▸ **WHAT THE TASK REQUIRES**
Rewrite the listing below, swapping "white cloud" for "gray cloud" and keeping everything else the same. Leave the pictures out of your answer.

- - - -

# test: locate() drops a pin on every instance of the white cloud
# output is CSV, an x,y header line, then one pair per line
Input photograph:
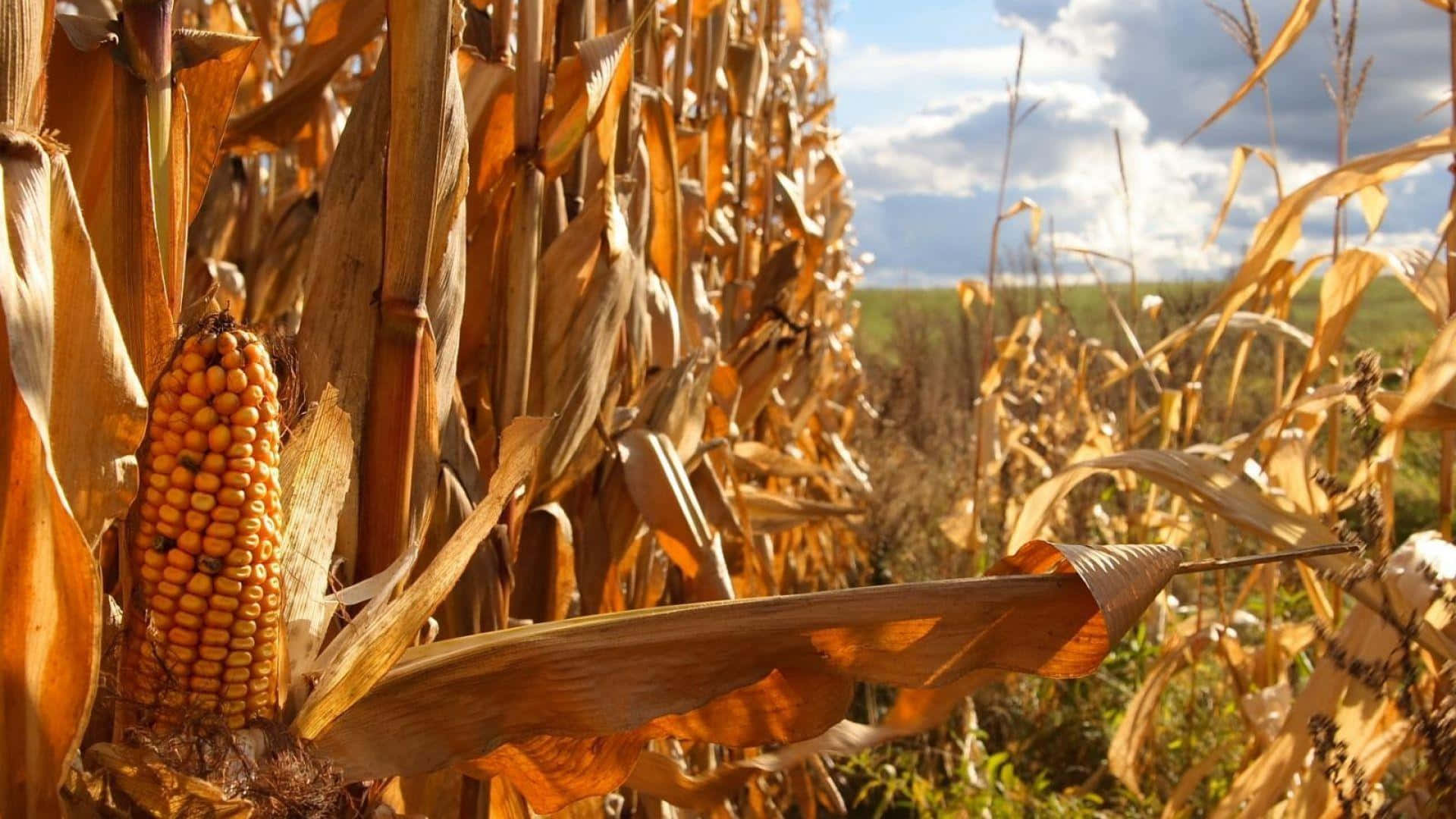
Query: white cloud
x,y
927,164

- - - -

▸ **EXERCISE ANSWER**
# test: locate() drops a pin on every instance of the gray cloud
# output is CSV, an x,y header line, then one pair per line
Input photograph:
Query: gray cloud
x,y
927,164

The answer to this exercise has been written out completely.